§ Records shown:
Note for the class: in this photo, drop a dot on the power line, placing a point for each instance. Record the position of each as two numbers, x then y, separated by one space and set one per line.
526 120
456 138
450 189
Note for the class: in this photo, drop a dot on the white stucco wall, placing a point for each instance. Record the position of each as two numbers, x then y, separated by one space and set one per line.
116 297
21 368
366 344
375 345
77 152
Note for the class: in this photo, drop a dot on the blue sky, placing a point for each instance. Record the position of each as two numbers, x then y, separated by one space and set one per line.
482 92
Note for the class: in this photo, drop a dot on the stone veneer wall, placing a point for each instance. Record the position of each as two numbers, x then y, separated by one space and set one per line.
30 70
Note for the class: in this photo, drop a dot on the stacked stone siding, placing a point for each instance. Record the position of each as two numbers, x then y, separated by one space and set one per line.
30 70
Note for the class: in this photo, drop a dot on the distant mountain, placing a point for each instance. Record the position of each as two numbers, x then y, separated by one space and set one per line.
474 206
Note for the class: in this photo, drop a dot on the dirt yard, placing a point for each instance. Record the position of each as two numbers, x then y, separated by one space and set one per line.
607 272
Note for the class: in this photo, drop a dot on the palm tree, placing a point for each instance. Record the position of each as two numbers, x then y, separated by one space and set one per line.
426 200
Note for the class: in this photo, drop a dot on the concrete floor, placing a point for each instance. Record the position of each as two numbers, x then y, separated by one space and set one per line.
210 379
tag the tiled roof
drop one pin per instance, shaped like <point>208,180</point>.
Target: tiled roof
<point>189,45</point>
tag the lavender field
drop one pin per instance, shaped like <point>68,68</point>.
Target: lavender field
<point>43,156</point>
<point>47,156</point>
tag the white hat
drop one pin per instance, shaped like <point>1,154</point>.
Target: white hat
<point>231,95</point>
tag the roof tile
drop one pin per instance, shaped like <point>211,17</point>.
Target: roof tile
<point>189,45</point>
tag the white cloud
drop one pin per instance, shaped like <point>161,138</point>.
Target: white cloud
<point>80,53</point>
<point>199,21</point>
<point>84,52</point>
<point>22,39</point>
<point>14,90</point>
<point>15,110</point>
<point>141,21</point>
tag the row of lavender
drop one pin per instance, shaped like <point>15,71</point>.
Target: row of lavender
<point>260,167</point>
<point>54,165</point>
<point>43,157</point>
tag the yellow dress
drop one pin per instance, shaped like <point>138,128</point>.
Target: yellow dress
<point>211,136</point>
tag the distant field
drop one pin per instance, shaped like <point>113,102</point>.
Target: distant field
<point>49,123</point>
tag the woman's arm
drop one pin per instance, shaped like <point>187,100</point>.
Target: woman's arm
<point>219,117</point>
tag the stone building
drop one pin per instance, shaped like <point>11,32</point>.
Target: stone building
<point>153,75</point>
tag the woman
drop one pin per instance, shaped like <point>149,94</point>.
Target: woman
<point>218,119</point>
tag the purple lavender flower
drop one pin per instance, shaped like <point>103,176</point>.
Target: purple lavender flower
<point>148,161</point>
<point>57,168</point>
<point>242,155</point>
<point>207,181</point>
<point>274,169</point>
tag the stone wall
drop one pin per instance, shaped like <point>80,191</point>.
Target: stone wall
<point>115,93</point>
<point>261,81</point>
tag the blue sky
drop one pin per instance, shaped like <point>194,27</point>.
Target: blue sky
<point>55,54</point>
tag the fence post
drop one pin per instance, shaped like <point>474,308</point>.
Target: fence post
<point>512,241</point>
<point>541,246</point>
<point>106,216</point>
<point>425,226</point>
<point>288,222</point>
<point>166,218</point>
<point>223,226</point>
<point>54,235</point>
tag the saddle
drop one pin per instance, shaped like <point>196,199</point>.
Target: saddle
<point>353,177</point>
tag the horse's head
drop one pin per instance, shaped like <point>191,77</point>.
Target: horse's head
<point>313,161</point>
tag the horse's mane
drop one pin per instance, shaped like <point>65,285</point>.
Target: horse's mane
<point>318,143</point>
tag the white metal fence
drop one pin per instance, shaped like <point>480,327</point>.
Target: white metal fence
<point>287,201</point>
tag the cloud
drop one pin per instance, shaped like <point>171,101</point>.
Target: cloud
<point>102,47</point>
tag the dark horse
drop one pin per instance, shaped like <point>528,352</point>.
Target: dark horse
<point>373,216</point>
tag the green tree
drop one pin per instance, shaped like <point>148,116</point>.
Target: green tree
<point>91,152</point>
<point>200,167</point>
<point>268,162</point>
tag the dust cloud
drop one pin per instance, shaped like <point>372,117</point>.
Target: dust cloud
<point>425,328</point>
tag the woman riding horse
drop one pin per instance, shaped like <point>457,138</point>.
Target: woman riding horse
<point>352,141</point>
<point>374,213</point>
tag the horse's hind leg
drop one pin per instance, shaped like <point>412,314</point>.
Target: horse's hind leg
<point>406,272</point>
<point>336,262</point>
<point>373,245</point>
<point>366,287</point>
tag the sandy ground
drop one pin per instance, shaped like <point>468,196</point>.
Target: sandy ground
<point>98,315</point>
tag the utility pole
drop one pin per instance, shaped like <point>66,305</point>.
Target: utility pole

§ Task:
Could you show every line of the listing that holds the string "utility"?

§ Solution to the exercise:
tag the utility pole
Target: utility pole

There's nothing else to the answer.